DATA TO PROCESS
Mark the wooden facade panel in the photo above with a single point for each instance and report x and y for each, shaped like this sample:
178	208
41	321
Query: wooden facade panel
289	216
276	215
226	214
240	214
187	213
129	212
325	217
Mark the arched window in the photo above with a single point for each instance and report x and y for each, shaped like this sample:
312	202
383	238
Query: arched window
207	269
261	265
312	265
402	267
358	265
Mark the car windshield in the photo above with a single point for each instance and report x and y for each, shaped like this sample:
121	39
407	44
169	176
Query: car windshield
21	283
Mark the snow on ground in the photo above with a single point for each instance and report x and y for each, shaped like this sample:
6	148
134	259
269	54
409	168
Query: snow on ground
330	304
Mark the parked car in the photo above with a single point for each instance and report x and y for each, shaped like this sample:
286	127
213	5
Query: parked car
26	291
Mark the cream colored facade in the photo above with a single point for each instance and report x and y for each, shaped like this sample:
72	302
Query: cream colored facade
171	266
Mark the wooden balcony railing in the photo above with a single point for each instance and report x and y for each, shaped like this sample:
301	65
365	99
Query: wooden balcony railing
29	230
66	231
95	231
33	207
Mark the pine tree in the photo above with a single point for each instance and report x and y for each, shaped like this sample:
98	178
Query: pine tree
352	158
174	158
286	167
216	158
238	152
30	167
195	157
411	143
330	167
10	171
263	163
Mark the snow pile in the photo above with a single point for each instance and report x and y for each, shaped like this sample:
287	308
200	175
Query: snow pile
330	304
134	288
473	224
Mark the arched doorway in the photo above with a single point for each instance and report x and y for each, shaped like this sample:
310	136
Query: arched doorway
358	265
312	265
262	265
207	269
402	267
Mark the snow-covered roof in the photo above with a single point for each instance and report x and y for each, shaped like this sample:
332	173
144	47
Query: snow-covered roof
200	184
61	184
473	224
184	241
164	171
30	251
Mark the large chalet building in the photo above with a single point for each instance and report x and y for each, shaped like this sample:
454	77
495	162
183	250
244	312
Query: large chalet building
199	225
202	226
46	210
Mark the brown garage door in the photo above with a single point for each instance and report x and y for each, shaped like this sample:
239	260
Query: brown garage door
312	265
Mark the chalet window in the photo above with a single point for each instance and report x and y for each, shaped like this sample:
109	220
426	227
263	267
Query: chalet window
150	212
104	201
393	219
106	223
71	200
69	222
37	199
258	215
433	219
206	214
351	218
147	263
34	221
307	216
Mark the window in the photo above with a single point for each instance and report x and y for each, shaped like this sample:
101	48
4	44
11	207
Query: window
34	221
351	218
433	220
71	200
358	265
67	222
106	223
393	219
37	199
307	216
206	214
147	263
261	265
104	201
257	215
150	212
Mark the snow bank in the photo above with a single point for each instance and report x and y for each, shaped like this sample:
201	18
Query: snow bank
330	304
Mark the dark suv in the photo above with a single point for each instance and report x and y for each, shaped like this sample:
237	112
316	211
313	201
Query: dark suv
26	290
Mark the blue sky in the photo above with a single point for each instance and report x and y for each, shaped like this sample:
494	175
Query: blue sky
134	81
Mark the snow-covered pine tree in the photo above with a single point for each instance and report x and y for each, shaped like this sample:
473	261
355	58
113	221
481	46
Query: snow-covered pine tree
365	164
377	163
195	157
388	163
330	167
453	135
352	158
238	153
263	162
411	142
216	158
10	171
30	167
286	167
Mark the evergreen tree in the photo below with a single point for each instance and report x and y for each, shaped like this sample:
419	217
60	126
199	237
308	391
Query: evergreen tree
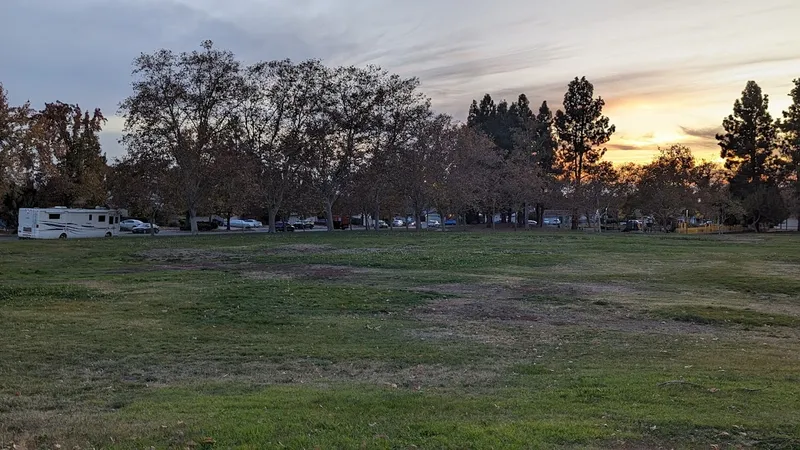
748	146
582	129
790	127
546	136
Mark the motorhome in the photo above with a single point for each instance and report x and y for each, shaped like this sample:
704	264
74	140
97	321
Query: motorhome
67	223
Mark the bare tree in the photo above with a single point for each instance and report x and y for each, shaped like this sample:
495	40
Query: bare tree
282	99
179	107
339	136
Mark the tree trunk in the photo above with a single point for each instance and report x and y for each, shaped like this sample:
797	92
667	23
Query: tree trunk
193	220
329	214
525	216
272	213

GIVEN TASK
Give every line of the material above as a Markdown table with two columns, Row for the running number and Entry for the line, skipping blank lines. Leave the pictures out of the answer.

RESULT
| Row | Entry |
|---|---|
| 1 | Mark the wooden facade panel in the photo above with a single point for each instance and report x and y for each, shaped like this sample: |
| 2 | 178	208 |
| 3 | 41	321 |
| 4 | Query: wooden facade panel |
| 5 | 289	216 |
| 6 | 276	215 |
| 7 | 226	214 |
| 8 | 240	214 |
| 9 | 187	213 |
| 10 | 129	212 |
| 11 | 325	217 |
| 12 | Mark the arched window in the photo above with a single point for each instance and report x and y for each, shaped like this sample: |
| 13 | 312	202 |
| 14 | 383	238 |
| 15 | Query: arched window |
| 16 | 207	269 |
| 17 | 261	265 |
| 18 | 312	265 |
| 19 | 402	267 |
| 20 | 358	265 |
| 21 | Mark the car windshield in the photo above with a single point for each instance and report x and y for each, shaped like this sample: |
| 22 | 121	39 |
| 23 | 407	44 |
| 24 | 169	176 |
| 25 | Query: car windshield |
| 26 | 21	283 |
| 27 | Mark the snow on ground in the photo above with a single point for each instance and report x and y for each, shaped like this sample: |
| 28 | 6	148 |
| 29 | 134	259 |
| 30 | 269	54 |
| 31 | 409	168 |
| 32 | Query: snow on ground |
| 33 | 330	304 |
| 34 | Mark the parked car in the photo above with a single point for each instance and report x and y for each, shaped like this sample: |
| 35 | 286	127 |
| 36 | 213	5 |
| 37 | Query: parked car |
| 38 | 26	291 |
| 39 | Mark the cream colored facade in the photo above with a single point for each instance and report x and y for each, shaped like this sample: |
| 40 | 72	302 |
| 41 | Query: cream colored facade |
| 42 | 171	266 |
| 43 | Mark the wooden balcony railing in the photo above with a single point for each instance and report x and y for each, shaped like this sample: |
| 44 | 301	65 |
| 45 | 365	99 |
| 46 | Query: wooden balcony railing |
| 47 | 29	230 |
| 48 | 66	231 |
| 49 | 95	231 |
| 50 | 33	207 |
| 51 | Mark the pine tree in the photo above with a single point for each instance and report x and y for each, shaped like this sample: |
| 52 | 98	178 |
| 53 | Query: pine tree |
| 54 | 352	158 |
| 55 | 174	158 |
| 56 | 286	167 |
| 57 | 216	158 |
| 58 | 238	152 |
| 59 | 30	167 |
| 60 | 195	157 |
| 61 | 411	143 |
| 62 | 330	167 |
| 63 | 10	171 |
| 64 | 263	163 |
| 65 | Mark the snow pile in the photo above with a single point for each instance and report x and y for each, shaped like this sample: |
| 66 | 287	308 |
| 67 | 200	175 |
| 68 | Query: snow pile |
| 69 | 330	304 |
| 70 | 134	288 |
| 71 | 473	224 |
| 72 | Mark the arched doorway in the photo above with a single point for each instance and report x and y for each, shaped like this sample: |
| 73 | 310	136 |
| 74 | Query: arched doorway |
| 75 | 358	265 |
| 76 | 312	265 |
| 77 | 262	265 |
| 78 | 207	269 |
| 79 | 402	267 |
| 80 | Mark the snow-covered roof in the photo above with a single point for each instance and report x and y for each, shaped like this sample: |
| 81 | 332	173 |
| 82 | 144	47 |
| 83 | Query: snow-covered roof |
| 84 | 200	184 |
| 85 | 61	184 |
| 86 | 473	224 |
| 87 | 184	241 |
| 88 | 164	171 |
| 89 | 30	251 |
| 90 | Mark the large chalet building in the photo above with a single point for each instance and report x and y for each, shaped like this sample: |
| 91 | 454	77 |
| 92 | 495	162 |
| 93 | 183	250 |
| 94 | 244	312 |
| 95 | Query: large chalet building |
| 96 | 199	225 |
| 97 | 202	226 |
| 98 | 46	210 |
| 99 | Mark the brown garage door in the photo above with a single point for each instance and report x and y for each, shaped like this sample: |
| 100 | 239	260 |
| 101 | Query: brown garage door |
| 102 | 312	265 |
| 103 | Mark the chalet window in the photo above with a single point for each instance and report x and y for each, shaped like this sample: |
| 104 | 109	220 |
| 105 | 426	227 |
| 106 | 263	267 |
| 107 | Query: chalet window |
| 108 | 150	212 |
| 109 | 104	201 |
| 110 | 393	219 |
| 111 | 106	223 |
| 112 | 71	200 |
| 113 | 69	222 |
| 114 | 37	199 |
| 115 | 258	215 |
| 116 | 433	219 |
| 117 | 206	214 |
| 118 | 351	218 |
| 119 | 147	263 |
| 120 | 34	221 |
| 121 | 307	216 |
| 122 | Mark the window in the photo above with a single point for each instance and report x and y for each, shaped like this sample: |
| 123 | 101	48 |
| 124 | 4	44 |
| 125 | 11	207 |
| 126 | Query: window |
| 127 | 34	221 |
| 128 | 351	218 |
| 129 | 433	220 |
| 130 | 71	200 |
| 131 | 358	265 |
| 132 | 67	222 |
| 133 | 106	223 |
| 134 | 393	219 |
| 135 | 37	199 |
| 136 | 307	216 |
| 137 | 206	214 |
| 138 | 147	263 |
| 139 | 261	265 |
| 140 | 104	201 |
| 141 | 257	215 |
| 142 | 150	212 |
| 143 | Mark the snow bank in the photo above with a single point for each instance and report x and y for each, shaped like this sample: |
| 144 | 201	18 |
| 145 | Query: snow bank |
| 146 | 330	304 |
| 147 | Mark the dark suv in the photo above with a single point for each instance and report x and y for each, shaped like this sample: |
| 148 | 237	112 |
| 149 | 316	211 |
| 150 | 313	201 |
| 151 | Query: dark suv |
| 152 | 26	290 |
| 153 | Mark the blue sky in the photo above with a single point for each instance and report x and y for each, shaped like this sample: |
| 154 | 494	175 |
| 155 | Query: blue sky |
| 156 | 134	81 |
| 157 | Mark the snow-covered pine tree in the photo above with a single point for each instance and report x and y for each, shaped like this sample: |
| 158 | 473	261 |
| 159 | 355	58 |
| 160 | 113	221 |
| 161 | 481	46 |
| 162 | Query: snow-covered pine tree |
| 163 | 365	164 |
| 164 | 377	163 |
| 165 | 195	157 |
| 166 | 388	163 |
| 167 | 330	167 |
| 168 | 453	135 |
| 169 | 352	158 |
| 170 | 238	153 |
| 171 | 263	162 |
| 172 | 411	142 |
| 173 | 216	158 |
| 174 | 10	171 |
| 175 | 30	167 |
| 176 | 286	167 |
| 177 | Mark the evergreen tree in the photo below with a single point for each instance and report x and y for each, shaped like this sample: |
| 178 | 419	217 |
| 179 | 60	126 |
| 180 | 199	237 |
| 181 | 308	391 |
| 182 | Query: evergreen tree |
| 183 | 748	146 |
| 184 | 582	129 |
| 185 | 790	127 |
| 186 | 546	136 |
| 187 | Mark the motorhome in the photo above with a single point for each instance and report x and y for each, shaped like this sample: |
| 188 | 704	264 |
| 189 | 74	140 |
| 190 | 97	321 |
| 191 | Query: motorhome |
| 192 | 67	223 |
| 193 | Mark the bare tree in the photo above with a single point for each instance and report x and y for each, shaped like this sample: |
| 194 | 495	40 |
| 195 | Query: bare tree |
| 196 | 282	99 |
| 197 | 179	107 |
| 198 | 339	136 |
| 199 | Mark the tree trunk in the photo above with a single point for each instance and report x and y for each, shaped like this sample: |
| 200 | 797	92 |
| 201 | 667	23 |
| 202 | Query: tree trunk |
| 203 | 193	220 |
| 204 | 329	214 |
| 205 | 525	216 |
| 206 | 272	213 |